▶ [ASSIGNMENT A]: Locate each line in the entries below that contains the word "rough", and copy every such line in full.

▶ [DOCUMENT EXCERPT]:
===

It was our first house, bought shortly after our wedding. It is situated in a good, middle class neighbourhood in one of the major cities in South Africa. It has four bedrooms, with a study, a family room, lounge, dining room and double garage. The property is 3 800 square meters, so we could even sub-divide and sell two stands. Man, did we have dreams!
The dreams changed over the years, but the house and sentimental attachment remained. Even after we moved all over South Africa and eventually the world to follow various job opportunities. The three children that originally filled the rooms with their laughter and tears (and dirty laundry and dishes!) have moved on, living in three different time zones themselves. But they have been supplemented by two more, and the house would also provide security for them, albeit only financially and not physically.
And then the house was stolen.
It is surprising what gets stolen along with a house: Peace of mind obviously. Sleep, the possibility to enjoy a holiday without worries, but also a good relationship with your partner, trust in others, pride of my homeland, … Where does this list end?
But the theft also brought some things with it, such as anger, frustration, and helplessness. Add to this the fact that the “suspects” include a pastor, the premier property and real estate company in South Africa and the municipality of one of South Africa’s biggest cities, and you can understand that I also have to add bouts of depression to this list. The theft seems to permeate every aspect of my daily life. I worked hard to provide for everyone, but now I seem to have failed.

===

▶ [DATA FOR REVIEW]:
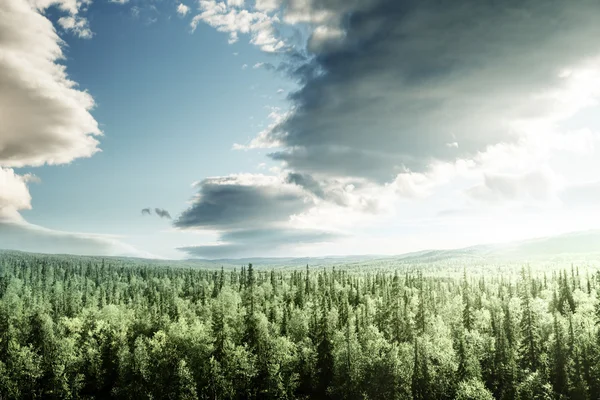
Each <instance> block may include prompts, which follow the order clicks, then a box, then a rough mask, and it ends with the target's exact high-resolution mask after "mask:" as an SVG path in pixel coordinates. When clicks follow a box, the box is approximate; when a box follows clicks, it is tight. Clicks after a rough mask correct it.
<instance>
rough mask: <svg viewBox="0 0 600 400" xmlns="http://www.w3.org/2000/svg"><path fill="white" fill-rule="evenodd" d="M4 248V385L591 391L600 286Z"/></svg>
mask: <svg viewBox="0 0 600 400" xmlns="http://www.w3.org/2000/svg"><path fill="white" fill-rule="evenodd" d="M477 271H478V270H476V269H471V267H469V268H465V269H464V271H463V268H462V267H457V266H456V265H448V266H447V267H446V268H445V269H444V268H440V267H437V268H430V269H427V268H425V269H422V268H415V267H410V266H397V267H395V268H392V267H389V268H387V270H384V269H382V268H379V269H374V268H371V269H368V268H362V269H356V268H354V269H352V270H344V268H343V267H339V266H338V267H337V268H335V267H327V268H321V269H310V268H308V267H306V268H305V269H304V268H303V269H300V270H295V271H293V270H276V269H275V270H264V269H256V268H253V267H252V266H247V267H242V268H240V269H239V270H237V271H236V270H223V269H221V270H217V271H211V270H198V269H189V268H166V267H160V266H147V267H144V266H139V265H125V264H123V263H121V262H117V261H114V260H111V261H108V260H106V261H103V260H97V261H96V260H91V259H85V258H74V257H71V258H67V257H62V258H61V257H44V256H32V255H24V254H20V255H11V254H5V255H0V398H3V399H4V398H6V399H22V398H44V399H53V398H56V399H59V398H60V399H63V398H64V399H69V398H89V399H91V398H95V399H105V398H153V399H233V398H235V399H255V398H261V399H262V398H265V399H269V398H272V399H276V398H289V399H292V398H293V399H296V398H316V399H327V398H336V399H338V398H339V399H494V398H495V399H515V398H516V399H567V398H572V399H597V398H599V396H600V363H599V361H600V333H599V329H598V325H597V323H598V322H600V307H599V306H598V303H599V302H598V297H599V296H600V285H599V283H598V275H597V274H595V273H593V272H592V271H591V270H588V269H586V270H585V271H583V270H582V271H579V269H578V268H577V267H572V266H568V267H567V268H565V269H552V270H546V271H544V270H536V271H533V272H532V271H531V270H530V269H529V268H522V269H521V271H520V272H519V273H516V274H515V273H513V272H511V271H512V270H510V269H508V268H507V269H506V270H500V273H487V274H481V273H477Z"/></svg>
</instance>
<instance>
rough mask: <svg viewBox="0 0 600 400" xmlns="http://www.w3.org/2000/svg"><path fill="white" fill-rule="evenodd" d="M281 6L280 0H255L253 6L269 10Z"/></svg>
mask: <svg viewBox="0 0 600 400" xmlns="http://www.w3.org/2000/svg"><path fill="white" fill-rule="evenodd" d="M279 6H281V0H256V3H255V5H254V8H256V9H257V10H258V11H265V12H271V11H275V10H276V9H277V8H279Z"/></svg>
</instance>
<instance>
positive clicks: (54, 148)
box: [0, 0, 101, 167]
mask: <svg viewBox="0 0 600 400" xmlns="http://www.w3.org/2000/svg"><path fill="white" fill-rule="evenodd" d="M59 4H62V7H64V8H69V7H70V6H69V5H68V4H67V2H64V3H59ZM73 7H74V6H73ZM71 12H74V13H75V14H76V12H77V9H76V8H75V10H74V11H71ZM0 14H2V15H3V17H2V18H1V19H0V120H2V123H1V124H0V166H4V167H23V166H38V165H43V164H64V163H68V162H71V161H72V160H74V159H75V158H79V157H89V156H91V155H92V154H94V153H95V152H97V151H98V141H97V140H96V138H95V136H98V135H100V134H101V132H100V129H99V128H98V124H97V122H96V120H95V119H94V118H93V117H92V115H91V114H90V110H91V109H92V108H93V106H94V100H93V99H92V97H91V96H90V95H89V94H88V93H87V92H84V91H81V90H79V89H78V88H77V85H76V83H75V82H73V81H71V80H69V78H68V77H67V74H66V70H65V67H64V66H63V65H61V64H60V63H59V62H60V61H61V60H62V59H63V58H64V56H63V52H62V49H61V43H62V42H61V39H60V38H59V36H58V35H57V33H56V31H55V30H54V27H53V26H52V23H51V22H50V21H49V20H48V19H47V18H46V17H45V16H44V15H42V14H40V13H39V12H38V10H37V9H36V8H34V6H32V5H31V3H30V2H26V1H22V0H6V1H2V2H1V3H0ZM66 18H67V19H64V20H63V22H62V23H61V24H62V25H63V26H66V27H69V28H68V29H73V30H79V31H80V32H79V34H83V35H85V33H83V32H84V30H85V29H86V28H84V27H85V26H87V25H86V23H82V21H83V20H82V19H81V18H79V17H75V16H73V15H71V16H68V17H66ZM71 19H72V22H73V24H71V22H69V21H71Z"/></svg>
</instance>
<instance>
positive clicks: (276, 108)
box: [0, 0, 600, 259]
mask: <svg viewBox="0 0 600 400" xmlns="http://www.w3.org/2000/svg"><path fill="white" fill-rule="evenodd" d="M597 15H600V3H598V2H597V1H592V0H589V1H588V0H575V1H571V2H563V1H558V0H556V1H554V0H550V1H548V0H521V1H512V0H504V1H492V0H483V1H482V0H454V1H445V0H443V1H439V0H435V1H434V0H420V1H416V0H226V1H213V0H200V1H198V0H193V1H192V0H184V1H183V2H179V1H171V0H116V1H115V0H113V1H108V0H4V1H2V2H0V248H7V249H17V250H25V251H34V252H47V253H72V254H88V255H119V256H136V257H156V258H174V259H179V258H224V257H227V258H232V257H252V256H323V255H346V254H400V253H404V252H409V251H417V250H422V249H431V248H455V247H463V246H469V245H474V244H482V243H493V242H506V241H512V240H521V239H526V238H532V237H540V236H549V235H554V234H560V233H565V232H572V231H579V230H588V229H599V228H600V173H599V172H598V171H600V157H599V156H600V149H599V145H600V133H599V132H600V105H599V100H600V42H598V40H597V37H599V35H600V24H598V23H597V18H596V16H597Z"/></svg>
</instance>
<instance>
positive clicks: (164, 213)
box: [154, 208, 171, 219]
mask: <svg viewBox="0 0 600 400" xmlns="http://www.w3.org/2000/svg"><path fill="white" fill-rule="evenodd" d="M154 212H155V213H156V215H158V216H159V217H161V218H167V219H171V214H169V212H168V211H167V210H165V209H162V208H155V209H154Z"/></svg>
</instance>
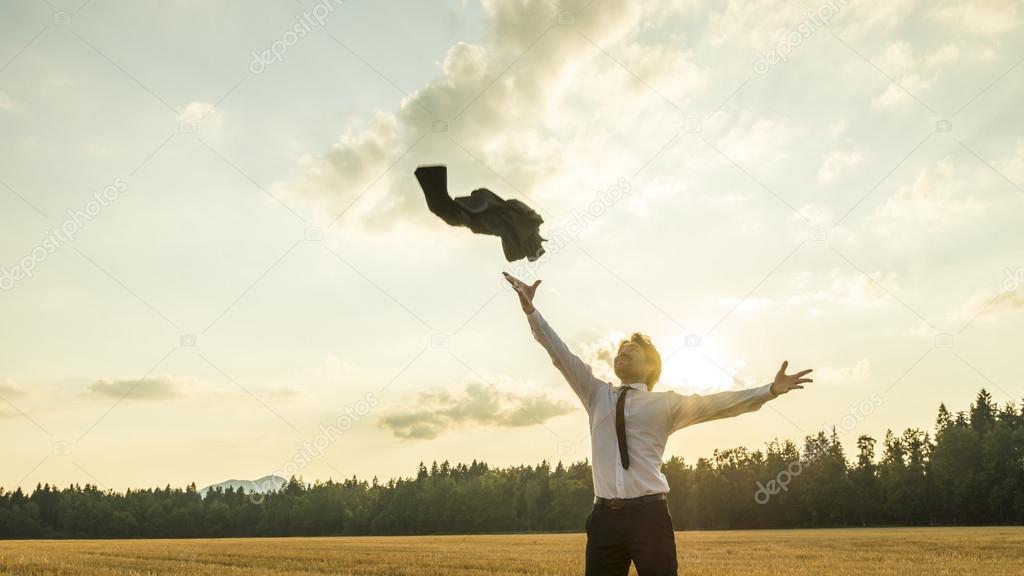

===

▶ [ASSIGNMENT B]: List every room or space that the account of the stolen house says the house has.

▶ [ANSWER A]:
Each <instance> block may include prompts, which follow the order clicks, then a box, then a rough mask, and it ends with the target's exact high-resolution mask after "mask:" as an SVG path in pixel coordinates. When clicks follow a box, the box is approximate; when a box follows clicks, it is tight. Clicks after a rough mask correct it.
rough mask: <svg viewBox="0 0 600 400" xmlns="http://www.w3.org/2000/svg"><path fill="white" fill-rule="evenodd" d="M4 248V385L591 391L600 286Z"/></svg>
rough mask: <svg viewBox="0 0 600 400" xmlns="http://www.w3.org/2000/svg"><path fill="white" fill-rule="evenodd" d="M281 6L280 0H255L253 6L269 10Z"/></svg>

▶ [ANSWER B]:
- Four bedrooms
- A study
- A family room
- A lounge
- A dining room
- A double garage